与えられた文章 >>
__________________________________________________

イスラエルガザ攻撃が始まって1カ月以上たった11月16日、BBCアラビア語のカメラマン、ジェハド・エル・マシュフラウィ記者は、自宅のあるガザ地区北部を家族と一緒に脱出した。


南へ向かう際に自分と妻と子供たちが経験したことを、記者が振り返る。 


(注意: この記事にはショッキングな、生々しい描写が含まれます)大急ぎだった。


私たちは慌てふためいて、家を出た。


パンを焼いている最中に、向かい側の家が爆撃されているのに気付いたのだ。


一軒一軒。まもなくうちの番だとわかった。


こうなった場合に備えて、私たちは多少の荷造りはしてあった。だがあまりに慌ただしくて、それを持ち出すのを忘れてしまった。


玄関を閉じることさえせずに、そのまま出てきた。この時まで自宅に残っていたのは、年老いた両親を移動させたくなかったからだ。


それに、アル・ザイトゥーンの自宅は、何年も貯金してやっと建てたものだ。それでも結局は、後にするしかなかった。


息子のオマルは2012年11月、赤ちゃんのまま死んだ。


イスラエルとの別の戦争で、砲弾の破片がうちに当たったせいで。


私はこれ以上、子供を失いたくなかった。 


南部に行ったところで電気も水もないし、トイレを使うのに何時間も行列しなくてはならないことは、承知していた。


それでも結局、私たちは水のボトルを1本と、わずかなパンの残りをつかんだだけで、ほかの何万人もの人たちと一緒に、サラ・アル・ディン通りを南へ向かった。


南は安全だと、イスラエルは言った。 



画像提供, MAJED HAMDAN/ASSOCIATED PRESS画像説明,


 ジェハドさんは2012年、生後11カ月の息子オマルちゃんを殺された私たちは大家族で、大勢が一緒に歩いた。


妻アフラム、2歳と8歳と9歳と14歳の息子4人、私の両親、兄弟姉妹やいとこたちとその子供たちが、みんな一緒に。


 サラ・アル・ディン通り私たちは何時間も歩いた。戦争中に設けられたイスラエルの検問所を、いずれ通過しなくてはならないことも知っていた。

__________________________________________________

抽出データ >>
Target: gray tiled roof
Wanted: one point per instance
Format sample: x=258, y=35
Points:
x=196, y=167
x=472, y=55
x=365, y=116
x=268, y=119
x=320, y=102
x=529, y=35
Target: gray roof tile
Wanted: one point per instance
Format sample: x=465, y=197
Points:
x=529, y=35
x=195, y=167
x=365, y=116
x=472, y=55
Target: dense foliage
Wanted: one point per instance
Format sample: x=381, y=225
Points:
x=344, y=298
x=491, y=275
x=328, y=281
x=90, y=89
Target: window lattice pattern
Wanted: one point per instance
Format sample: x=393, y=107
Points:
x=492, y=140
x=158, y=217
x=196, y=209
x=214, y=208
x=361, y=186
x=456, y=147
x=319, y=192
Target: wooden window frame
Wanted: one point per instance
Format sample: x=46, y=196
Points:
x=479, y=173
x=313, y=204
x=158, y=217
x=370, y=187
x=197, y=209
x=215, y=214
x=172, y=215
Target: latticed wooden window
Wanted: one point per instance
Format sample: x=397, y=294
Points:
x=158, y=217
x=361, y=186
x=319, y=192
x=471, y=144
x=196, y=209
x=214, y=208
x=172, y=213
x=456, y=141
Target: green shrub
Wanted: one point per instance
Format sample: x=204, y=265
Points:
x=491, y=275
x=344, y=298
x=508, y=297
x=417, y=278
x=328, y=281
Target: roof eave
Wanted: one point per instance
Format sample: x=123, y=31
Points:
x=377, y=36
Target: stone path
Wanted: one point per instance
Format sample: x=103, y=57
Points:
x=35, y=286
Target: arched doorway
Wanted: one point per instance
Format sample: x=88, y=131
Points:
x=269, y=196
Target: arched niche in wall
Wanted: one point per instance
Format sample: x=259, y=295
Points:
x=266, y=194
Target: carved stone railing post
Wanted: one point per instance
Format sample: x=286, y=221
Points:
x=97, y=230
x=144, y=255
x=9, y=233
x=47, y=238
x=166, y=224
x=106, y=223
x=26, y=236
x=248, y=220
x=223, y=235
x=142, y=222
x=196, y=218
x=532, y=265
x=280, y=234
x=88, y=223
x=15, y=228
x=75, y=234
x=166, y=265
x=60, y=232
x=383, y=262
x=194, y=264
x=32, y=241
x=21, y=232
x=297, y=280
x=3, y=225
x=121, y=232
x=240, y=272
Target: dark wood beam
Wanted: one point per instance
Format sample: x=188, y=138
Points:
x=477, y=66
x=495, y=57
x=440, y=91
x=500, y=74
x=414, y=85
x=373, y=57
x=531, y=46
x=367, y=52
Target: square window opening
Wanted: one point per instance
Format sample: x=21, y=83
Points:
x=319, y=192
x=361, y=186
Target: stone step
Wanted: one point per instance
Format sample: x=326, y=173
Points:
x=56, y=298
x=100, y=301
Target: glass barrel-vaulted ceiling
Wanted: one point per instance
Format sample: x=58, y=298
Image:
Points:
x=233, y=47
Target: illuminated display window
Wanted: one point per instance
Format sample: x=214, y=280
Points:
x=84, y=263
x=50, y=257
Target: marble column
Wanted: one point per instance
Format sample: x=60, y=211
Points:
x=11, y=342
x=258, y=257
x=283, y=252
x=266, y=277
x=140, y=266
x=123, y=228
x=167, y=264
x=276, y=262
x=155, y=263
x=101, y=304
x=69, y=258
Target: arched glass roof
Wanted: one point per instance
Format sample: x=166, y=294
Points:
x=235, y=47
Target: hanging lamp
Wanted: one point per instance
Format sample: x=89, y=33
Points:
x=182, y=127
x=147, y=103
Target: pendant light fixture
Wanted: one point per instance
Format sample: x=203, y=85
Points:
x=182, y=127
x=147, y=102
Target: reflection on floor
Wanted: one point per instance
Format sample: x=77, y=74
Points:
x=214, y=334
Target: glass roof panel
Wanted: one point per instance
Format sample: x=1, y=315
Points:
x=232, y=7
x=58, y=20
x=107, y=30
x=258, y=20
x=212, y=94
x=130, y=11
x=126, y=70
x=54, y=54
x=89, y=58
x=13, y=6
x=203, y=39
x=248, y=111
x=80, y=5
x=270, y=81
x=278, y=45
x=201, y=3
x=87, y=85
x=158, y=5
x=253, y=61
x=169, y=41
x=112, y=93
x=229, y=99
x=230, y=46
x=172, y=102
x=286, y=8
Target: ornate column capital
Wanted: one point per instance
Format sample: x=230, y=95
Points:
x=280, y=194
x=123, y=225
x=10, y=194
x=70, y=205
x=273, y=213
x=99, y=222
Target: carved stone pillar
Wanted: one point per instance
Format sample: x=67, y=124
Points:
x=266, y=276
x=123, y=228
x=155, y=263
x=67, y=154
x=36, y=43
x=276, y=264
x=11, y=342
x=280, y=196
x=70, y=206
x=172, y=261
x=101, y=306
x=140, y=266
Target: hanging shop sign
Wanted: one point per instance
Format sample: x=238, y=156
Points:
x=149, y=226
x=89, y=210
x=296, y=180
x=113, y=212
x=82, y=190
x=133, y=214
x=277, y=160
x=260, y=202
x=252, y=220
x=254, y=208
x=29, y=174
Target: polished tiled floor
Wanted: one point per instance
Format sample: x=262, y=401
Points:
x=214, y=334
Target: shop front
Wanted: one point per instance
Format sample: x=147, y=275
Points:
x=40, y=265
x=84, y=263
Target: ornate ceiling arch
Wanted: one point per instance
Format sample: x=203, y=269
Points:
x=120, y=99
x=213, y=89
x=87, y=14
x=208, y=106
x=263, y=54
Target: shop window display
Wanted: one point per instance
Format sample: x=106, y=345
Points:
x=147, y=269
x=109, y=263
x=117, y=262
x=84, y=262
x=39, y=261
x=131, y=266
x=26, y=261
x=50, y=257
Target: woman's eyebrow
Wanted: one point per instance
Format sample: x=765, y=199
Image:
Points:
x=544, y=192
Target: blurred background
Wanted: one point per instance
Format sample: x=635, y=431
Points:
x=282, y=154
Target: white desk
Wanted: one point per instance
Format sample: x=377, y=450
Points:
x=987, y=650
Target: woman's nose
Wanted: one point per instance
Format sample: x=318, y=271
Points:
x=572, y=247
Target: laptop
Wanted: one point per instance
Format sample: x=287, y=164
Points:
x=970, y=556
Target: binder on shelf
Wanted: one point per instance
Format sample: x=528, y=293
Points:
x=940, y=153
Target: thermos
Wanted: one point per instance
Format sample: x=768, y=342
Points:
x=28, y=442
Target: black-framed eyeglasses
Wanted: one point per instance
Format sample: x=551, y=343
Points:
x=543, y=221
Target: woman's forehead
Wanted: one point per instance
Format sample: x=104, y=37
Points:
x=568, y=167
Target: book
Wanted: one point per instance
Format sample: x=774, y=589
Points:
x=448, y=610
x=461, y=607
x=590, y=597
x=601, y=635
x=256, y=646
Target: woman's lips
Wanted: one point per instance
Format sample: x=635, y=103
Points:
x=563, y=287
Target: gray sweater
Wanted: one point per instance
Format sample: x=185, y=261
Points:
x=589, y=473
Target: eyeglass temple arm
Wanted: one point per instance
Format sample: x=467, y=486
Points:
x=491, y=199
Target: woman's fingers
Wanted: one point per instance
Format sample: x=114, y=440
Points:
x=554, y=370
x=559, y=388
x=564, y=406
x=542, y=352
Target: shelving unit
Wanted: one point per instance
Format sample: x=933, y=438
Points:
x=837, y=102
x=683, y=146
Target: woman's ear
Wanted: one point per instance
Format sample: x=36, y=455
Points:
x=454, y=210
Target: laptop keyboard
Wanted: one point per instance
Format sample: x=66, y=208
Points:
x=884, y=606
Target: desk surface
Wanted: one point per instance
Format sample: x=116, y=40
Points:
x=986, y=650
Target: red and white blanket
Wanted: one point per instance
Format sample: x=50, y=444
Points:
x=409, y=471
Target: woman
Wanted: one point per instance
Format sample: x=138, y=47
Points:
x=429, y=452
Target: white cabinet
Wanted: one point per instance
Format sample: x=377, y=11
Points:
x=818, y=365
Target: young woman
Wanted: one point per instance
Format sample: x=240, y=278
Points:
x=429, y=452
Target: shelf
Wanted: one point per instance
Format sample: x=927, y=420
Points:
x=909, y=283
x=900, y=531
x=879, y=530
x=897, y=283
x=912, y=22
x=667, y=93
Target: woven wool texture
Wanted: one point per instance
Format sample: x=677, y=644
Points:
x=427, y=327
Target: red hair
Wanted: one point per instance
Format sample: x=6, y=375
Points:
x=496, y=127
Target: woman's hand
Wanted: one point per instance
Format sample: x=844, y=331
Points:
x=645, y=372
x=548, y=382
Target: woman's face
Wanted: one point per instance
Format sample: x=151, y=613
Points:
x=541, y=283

__________________________________________________

取り組む課題 >>
1. ガザ北部からの脱出を語る文章では、記者の一家がこの時まで自宅に残っていました。その理由を、文章に書かれている内容だけに基づいて1〜3文で説明してください。
2. ガザ北部からの脱出を語る文章を、最後の文の続きから書き進めてください。
行データはここでは使いません。

解答済みの問題 >>
1. 年老いた両親を移動させたくなかったからです。それに加えて、アル・ザイトゥーンの自宅は何年も貯金してやっと建てたものだったからです。

2.
みんな緊張していたし、「軍は僕たちをどうするの?」と子供たちは繰り返し尋ねた。 


検問所から1キロあまりの地点が、行列の最後尾だった。長い長い行列は道路を埋め尽くしていた。私たちは4時間以上並び、父は3回、気を失った。 


爆撃で空洞になった建物が道路の片側に並び、そこからイスラエル兵が私たちを眺めていた。道の反対側に広がる原っぱにも、大勢の兵士がいた。


 検問所にじりじりと近づくと、さらに丘の上のテントに兵士たちがいるのが見えた。検問所を遠隔操作していたのだと思う。双眼鏡で私たちを見つめ、ああしろこうしろと拡声器で指示を出していた。


 テントの近くには側壁が開いた貨物コンテナが2つあった。男女に分かれてそれぞれ別のコンテナを通過した。


監視カメラは常に作動していた。コンテナを通り過ぎると、イスラエル兵に身分証の提示するよう言われ、写真を撮られた。 


まるで最後の審判の日のようだった。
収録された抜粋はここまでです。